# [Dataset excerpts]
◇ ◇ ◇ ◇ ◇

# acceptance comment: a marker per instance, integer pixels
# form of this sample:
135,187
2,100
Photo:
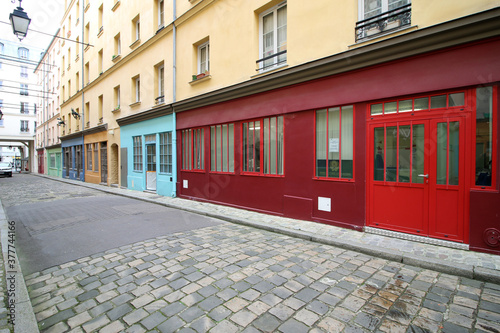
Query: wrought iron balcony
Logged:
264,63
382,23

◇ ◇ ◇ ◇ ◇

# [Goal of the exercise]
Return every line of the records above verbatim, omitting the pictures.

# [Task answer]
# acceptance comment: a marker per instance, integer pixels
# form of this sample:
135,187
2,100
Photo:
Query: wrought iron balcony
Logged:
264,63
382,23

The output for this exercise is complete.